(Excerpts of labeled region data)

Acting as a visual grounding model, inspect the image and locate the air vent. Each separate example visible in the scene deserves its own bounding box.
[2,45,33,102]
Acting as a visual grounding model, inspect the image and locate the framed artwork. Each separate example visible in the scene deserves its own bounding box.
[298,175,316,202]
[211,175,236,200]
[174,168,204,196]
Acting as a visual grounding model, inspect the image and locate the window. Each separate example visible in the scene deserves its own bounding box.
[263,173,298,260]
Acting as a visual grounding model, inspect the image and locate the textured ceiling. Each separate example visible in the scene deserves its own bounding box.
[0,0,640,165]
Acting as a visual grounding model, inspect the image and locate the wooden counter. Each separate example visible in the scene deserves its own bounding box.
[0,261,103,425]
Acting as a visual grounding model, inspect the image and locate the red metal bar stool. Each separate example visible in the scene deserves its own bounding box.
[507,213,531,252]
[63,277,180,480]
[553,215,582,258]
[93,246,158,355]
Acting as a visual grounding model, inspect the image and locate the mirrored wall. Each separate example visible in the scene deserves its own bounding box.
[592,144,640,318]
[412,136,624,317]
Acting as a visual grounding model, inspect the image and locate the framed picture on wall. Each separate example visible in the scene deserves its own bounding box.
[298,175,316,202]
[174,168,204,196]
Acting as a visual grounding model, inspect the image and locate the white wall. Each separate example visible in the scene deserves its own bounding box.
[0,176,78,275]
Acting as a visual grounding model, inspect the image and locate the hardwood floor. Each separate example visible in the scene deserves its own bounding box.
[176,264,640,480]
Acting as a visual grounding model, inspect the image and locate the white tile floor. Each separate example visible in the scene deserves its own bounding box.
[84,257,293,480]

**Exercise instructions:** Collect each line in the records that contains the word "visual".

**Answer to the exercise:**
Acting as a visual grounding model, inspect the image and locate the air vent. Each separate example visible in the scene deserves its own bounding box.
Acting as a visual grounding model, inspect the image and locate the framed artwork. Each separate example visible in the scene deserves its own bounding box.
Acting as a visual grounding model, inspect the image and locate the window. Each separate example visible in the scene deserves its own bounding box.
Acting as a visual grounding model, inspect the image and locate the textured ceiling. Each separate example visible in the scene deserves its own bounding box.
Acting as a visual grounding model, inspect the image and locate the wooden counter. Each separate example visible in the scene deserves its own bounding box.
Acting as a visual grounding model, inspect the image and locate the red metal bar stool. Each separate example visible in the scene deserves its own bounding box.
Acting as a visual grounding model, inspect the image and locate the mirrored wall. Each separate example visible in the scene deserves its own bounding box.
Acting as a visual grounding model, inspect the image and locate the framed picture on wall. Each separate example visible in the scene deserves its own bounding box.
Acting as a visual grounding model, inspect the image and locate the white wall. Each separate example visible in the scene deserves its own bounding box.
Acting as a visual grounding model, inspect the image and locate the hardwood floor. Each separate example visible in the scene deserves its own bounding box.
Acting as a visual grounding model, inspect the image and locate the white tile floor. Each separate example visible in the scene deserves its own bounding box.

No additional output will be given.